_Aufgaben zur Übung:_
a: Übersetze den Satz „Es gab keine Kontrollen oder Prüfungen.“ aus dem Text über Uhlands Schreibseminar ins Englische.
b: Schreib den Text über Uhlands Schreibseminar nach seinem letzten Satz weiter.

_Ausgewählter Text:_
13.01.Kirchheim: Ludwig Uhlands Schreibseminar
Helmut Mojem refeierte über Ludwig Uhland. Foto: Mirko Lehnen

Helmuth Mojem ist ein Referent mit Qualitätsgarantie. 2012 würdigte er auf Einladung des Literaturbeirats Ludwig Uhland anlässlich dessen 150-jährigen Todestags, 2015 sprach der Leiter des Cotta-Archivs und Lehrbeauftragter der Uni Tübingen über Verleger Friedrich Cotta. Wohl aufgrund der guten Erfahrungen kamen bei der sonntäglichen Matinee trotz des miserablen Wetters erstaunlich viele Zuhörer in die „gute Stube“ des Max-Eyth-Hauses, um diesen Referenten über „Uhlands Schüler: Eduard Eyth, Hermann Kurz und andere“ zu hören.

Mojem erinnerte anfangs an die erstaunliche Dichte von Dichtern und Denkern im 19. Jahrhundert in Württemberg. Der Grund: Es gab gute Schulen: die Karlsschule, die Seminare, das Tübinger Stift. Auf dem Gebiet der Poesie bildete sich eine Gruppe „Schwäbischer Romantiker“ mit bekannten Namen wie Kerner, Mörike, Hauff oder Lenau. Und einer stach besonders hervor und wurde damals Schiller, Goethe und Hölderlin gleichgesetzt: Ludwig Uhland. Uhland war nicht nur Poet, sondern bot 1830 an der Uni ein Schreibseminar an, das „Stylistikum“. Mojem beschrieb anschaulich Uhlands Lehrtätigkeit in Sachen Poesie. Das „Stylistikum“ lief außerhalb des übrigen Studienbetriebs. Es gab keine Kontrollen oder Prüfungen. Die Studenten konnten Texte jeglicher Art produzieren und vorlegen. Uhland ging mit ihnen pfleglich um und gab Ratschläge, auch auf privater Ebene. Hielt er einen Text für gelungen, versuchte er sie in einem der ihm bekannten Verlage unterzubringen. Seinem pädagogisch feinfühligen, humorvollen Umgang mit den Möchtegernpoeten ist es zu verdanken, dass an der Veranstaltung 50 bis 60 Studenten teilnahmen, eine Menge angesichts der Gesamtzahl von wenigen Hundert.

Vom Schreibseminar sind Texte verschiedener Gattungen überliefert. Da gibt es Prosatexte mit Abhandlungen „Über den Ursprung und die Zulassung des Bösen“, des Weiteren längere poetische Texte, auch Übersetzungen, und natürlich Gedichte. Ein Überblick über die Teilnehmer zeigt, dass es eine Art Klassentreffen von Zeitgenossen war. Geboren sind sie im Zeitraum 1807 bis 1815, hineingewachsen in die Freiheitsbewegungen der Zeit. Das ergab oft keine glatten Karrieren als Arzt, Lehrer oder Pfarrer, sondern widerspenstige Geister. Einige wanderten sogar mit unterschiedlichem Erfolg nach Amerika aus.

Einträge aus dem Datensatz:
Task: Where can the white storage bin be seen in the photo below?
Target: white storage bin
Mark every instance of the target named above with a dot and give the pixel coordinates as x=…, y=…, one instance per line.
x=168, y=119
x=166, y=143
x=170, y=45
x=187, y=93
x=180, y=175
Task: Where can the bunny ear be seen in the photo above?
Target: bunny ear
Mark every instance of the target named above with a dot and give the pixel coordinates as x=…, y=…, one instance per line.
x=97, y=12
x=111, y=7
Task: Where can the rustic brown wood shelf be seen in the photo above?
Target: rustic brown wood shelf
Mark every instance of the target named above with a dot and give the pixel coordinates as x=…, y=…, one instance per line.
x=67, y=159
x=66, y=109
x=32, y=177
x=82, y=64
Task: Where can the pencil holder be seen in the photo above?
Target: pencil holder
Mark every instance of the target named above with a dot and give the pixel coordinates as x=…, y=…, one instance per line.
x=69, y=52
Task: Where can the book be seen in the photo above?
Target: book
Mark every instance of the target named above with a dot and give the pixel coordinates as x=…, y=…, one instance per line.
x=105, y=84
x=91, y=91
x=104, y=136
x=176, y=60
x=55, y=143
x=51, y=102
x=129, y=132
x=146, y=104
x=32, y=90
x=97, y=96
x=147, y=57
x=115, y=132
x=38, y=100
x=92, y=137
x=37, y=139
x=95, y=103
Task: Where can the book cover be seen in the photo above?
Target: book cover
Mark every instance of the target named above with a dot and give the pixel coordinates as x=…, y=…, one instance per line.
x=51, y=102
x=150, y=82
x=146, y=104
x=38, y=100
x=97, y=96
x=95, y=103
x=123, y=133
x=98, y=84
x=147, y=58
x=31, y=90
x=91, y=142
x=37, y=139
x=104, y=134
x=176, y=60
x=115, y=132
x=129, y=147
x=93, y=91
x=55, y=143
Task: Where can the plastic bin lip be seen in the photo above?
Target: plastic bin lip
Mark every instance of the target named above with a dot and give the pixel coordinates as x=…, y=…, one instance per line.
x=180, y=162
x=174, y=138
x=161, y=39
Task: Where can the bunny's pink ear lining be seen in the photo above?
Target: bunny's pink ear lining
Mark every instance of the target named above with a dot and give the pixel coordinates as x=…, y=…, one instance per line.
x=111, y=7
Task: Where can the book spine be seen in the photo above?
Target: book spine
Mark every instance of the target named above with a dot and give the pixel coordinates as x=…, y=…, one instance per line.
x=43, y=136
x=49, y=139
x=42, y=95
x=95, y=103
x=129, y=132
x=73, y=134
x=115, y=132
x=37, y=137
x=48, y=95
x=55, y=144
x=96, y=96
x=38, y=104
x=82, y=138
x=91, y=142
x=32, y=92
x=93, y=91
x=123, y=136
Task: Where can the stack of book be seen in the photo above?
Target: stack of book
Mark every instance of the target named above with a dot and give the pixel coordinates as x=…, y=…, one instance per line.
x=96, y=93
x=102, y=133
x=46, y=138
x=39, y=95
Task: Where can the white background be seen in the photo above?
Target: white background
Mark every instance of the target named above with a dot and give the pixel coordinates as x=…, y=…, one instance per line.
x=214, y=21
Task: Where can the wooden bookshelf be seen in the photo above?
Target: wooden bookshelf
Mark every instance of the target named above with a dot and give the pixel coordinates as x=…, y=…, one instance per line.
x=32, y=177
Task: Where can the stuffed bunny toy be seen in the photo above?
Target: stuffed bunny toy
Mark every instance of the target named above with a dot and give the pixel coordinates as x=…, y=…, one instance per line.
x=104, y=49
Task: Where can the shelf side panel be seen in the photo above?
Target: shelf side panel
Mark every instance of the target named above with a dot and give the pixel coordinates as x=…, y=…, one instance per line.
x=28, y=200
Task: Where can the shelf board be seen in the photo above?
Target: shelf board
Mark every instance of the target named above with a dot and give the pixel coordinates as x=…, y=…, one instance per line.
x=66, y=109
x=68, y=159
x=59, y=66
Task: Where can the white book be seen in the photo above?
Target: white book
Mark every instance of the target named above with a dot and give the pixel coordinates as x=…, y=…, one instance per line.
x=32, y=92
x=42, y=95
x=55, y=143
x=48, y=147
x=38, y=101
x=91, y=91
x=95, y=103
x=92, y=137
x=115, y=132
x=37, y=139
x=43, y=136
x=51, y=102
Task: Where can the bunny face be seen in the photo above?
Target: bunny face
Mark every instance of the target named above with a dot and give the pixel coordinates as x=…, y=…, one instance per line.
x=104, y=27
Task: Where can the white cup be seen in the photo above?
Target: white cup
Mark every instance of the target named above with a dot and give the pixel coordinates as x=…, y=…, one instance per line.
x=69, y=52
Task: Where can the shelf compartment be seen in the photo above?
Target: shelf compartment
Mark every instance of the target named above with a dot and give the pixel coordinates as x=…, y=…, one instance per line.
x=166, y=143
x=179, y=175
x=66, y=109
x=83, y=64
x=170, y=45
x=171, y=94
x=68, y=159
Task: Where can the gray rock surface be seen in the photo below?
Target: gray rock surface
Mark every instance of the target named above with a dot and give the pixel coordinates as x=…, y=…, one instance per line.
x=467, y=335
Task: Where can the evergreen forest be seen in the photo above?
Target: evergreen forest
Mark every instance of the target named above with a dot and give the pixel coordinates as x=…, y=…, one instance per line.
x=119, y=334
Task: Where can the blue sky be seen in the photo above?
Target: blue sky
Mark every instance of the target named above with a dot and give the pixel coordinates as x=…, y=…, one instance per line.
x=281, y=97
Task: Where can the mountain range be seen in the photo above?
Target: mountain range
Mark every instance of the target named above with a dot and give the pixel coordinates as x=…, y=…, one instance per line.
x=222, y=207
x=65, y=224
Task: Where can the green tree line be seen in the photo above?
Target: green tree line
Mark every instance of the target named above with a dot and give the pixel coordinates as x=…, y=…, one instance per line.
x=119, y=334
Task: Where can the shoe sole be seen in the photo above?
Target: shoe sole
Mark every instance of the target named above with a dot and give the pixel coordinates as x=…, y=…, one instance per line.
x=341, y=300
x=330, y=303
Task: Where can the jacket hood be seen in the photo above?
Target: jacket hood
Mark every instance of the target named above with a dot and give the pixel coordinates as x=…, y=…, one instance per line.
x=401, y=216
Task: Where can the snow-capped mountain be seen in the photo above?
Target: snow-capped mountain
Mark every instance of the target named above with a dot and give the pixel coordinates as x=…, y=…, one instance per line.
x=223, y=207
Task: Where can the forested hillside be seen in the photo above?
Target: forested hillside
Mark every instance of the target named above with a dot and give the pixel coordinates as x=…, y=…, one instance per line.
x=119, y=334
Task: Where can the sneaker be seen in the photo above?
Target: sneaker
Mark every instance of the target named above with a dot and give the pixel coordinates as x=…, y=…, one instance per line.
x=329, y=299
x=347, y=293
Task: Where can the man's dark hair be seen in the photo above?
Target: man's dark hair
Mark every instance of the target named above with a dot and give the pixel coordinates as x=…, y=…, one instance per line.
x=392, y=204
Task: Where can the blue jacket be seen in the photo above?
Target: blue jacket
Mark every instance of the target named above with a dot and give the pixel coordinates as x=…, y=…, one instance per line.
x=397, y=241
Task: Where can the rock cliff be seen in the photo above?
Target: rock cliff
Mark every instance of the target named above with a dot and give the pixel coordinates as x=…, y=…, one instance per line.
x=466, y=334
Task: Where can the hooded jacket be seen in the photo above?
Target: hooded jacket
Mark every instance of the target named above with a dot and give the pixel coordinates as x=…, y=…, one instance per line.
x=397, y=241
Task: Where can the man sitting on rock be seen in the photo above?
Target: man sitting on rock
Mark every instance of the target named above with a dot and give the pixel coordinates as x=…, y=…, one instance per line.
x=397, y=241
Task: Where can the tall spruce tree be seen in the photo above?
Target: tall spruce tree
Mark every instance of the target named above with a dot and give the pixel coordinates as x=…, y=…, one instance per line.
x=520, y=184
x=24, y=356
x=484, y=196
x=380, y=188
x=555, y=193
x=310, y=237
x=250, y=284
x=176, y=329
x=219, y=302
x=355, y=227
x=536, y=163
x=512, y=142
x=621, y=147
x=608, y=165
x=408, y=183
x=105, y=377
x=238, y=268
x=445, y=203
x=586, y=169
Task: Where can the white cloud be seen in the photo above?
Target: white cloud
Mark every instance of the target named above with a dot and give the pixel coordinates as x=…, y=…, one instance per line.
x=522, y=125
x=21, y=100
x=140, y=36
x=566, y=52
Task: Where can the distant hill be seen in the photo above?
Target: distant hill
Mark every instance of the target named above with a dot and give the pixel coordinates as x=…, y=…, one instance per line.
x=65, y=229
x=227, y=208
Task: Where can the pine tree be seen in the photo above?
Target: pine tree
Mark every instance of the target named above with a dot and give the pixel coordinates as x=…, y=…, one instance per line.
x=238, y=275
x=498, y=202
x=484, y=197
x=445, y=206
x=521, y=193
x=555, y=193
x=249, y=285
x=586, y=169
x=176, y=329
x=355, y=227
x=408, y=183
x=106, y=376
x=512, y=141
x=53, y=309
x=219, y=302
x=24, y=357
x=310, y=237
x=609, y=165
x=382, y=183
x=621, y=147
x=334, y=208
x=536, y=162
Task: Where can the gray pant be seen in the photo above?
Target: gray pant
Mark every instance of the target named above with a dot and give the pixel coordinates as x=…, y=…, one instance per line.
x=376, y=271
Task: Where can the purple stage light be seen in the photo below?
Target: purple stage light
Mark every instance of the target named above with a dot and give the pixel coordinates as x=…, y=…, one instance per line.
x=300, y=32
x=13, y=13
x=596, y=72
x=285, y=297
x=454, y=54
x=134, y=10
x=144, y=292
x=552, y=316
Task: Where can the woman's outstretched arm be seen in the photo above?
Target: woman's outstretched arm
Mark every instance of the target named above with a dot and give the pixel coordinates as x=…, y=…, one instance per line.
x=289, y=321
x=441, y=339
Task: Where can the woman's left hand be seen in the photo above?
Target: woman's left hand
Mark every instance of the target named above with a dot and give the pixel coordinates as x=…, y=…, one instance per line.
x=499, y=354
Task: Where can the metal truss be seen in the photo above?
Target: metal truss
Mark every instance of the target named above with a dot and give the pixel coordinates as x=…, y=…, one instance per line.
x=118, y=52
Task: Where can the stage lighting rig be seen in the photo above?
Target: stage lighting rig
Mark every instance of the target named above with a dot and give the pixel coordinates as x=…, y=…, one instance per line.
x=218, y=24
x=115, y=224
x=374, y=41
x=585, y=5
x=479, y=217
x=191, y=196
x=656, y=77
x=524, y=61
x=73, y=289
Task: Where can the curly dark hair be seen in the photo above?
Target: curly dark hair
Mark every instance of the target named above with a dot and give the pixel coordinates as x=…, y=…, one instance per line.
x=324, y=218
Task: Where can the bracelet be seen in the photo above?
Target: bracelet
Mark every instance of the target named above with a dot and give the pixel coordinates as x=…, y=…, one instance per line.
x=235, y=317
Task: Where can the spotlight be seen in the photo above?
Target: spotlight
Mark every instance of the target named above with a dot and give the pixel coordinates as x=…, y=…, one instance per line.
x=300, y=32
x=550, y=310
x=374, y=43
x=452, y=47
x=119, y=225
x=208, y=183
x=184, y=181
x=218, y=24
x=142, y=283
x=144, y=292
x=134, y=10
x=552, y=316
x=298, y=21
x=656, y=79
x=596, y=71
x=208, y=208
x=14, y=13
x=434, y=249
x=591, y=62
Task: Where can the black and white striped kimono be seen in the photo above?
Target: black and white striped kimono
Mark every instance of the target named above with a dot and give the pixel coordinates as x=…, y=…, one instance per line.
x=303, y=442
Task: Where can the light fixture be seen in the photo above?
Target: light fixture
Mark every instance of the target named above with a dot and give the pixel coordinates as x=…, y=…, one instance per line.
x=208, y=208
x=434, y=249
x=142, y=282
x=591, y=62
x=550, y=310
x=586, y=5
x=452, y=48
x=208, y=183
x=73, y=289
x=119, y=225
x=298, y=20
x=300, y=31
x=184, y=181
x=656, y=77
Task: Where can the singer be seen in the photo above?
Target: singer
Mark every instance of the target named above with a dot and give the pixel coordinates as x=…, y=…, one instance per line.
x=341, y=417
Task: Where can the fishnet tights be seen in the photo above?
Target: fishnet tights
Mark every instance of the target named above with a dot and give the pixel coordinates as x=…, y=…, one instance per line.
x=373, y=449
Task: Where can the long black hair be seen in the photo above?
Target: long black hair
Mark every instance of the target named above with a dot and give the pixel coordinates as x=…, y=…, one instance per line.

_Antworten der Reihe:_
a: There were no checks or exams.

b:
Mojem griff den Werdegang von zwei Seminarteilnehmern heraus, die eine Beziehung zu Kirchheim haben. Eduard Eyth, der Vater von Max Eyth, ist 1809 geboren und hat die übliche Theologenausbildung in Maulbronn und Tübingen hinter sich gebracht. Er schlug die Pädagogenlaufbahn ein und war 1835 bis 1841 „Oberpräzeptor“ an der Lateinschule Kirchheim. Er sorgte für die ersten Publikationen seines Sohnes Max. Unter dem Einfluss des dichtenden Diakons Albert Knapp erfuhr er eine Wendung ins Religiöse. Mojem kontrastierte diese Tatsache mit dem Gedicht „Sonnenschnee“, das der junge Eduard Eyth im Schreibseminar Uhlands abgeliefert hatte und das von Uhland gelobt wurde. Es ist eine von erstaunlicher Sinnlichkeit geprägte Liebeserklärung an seine spätere Frau.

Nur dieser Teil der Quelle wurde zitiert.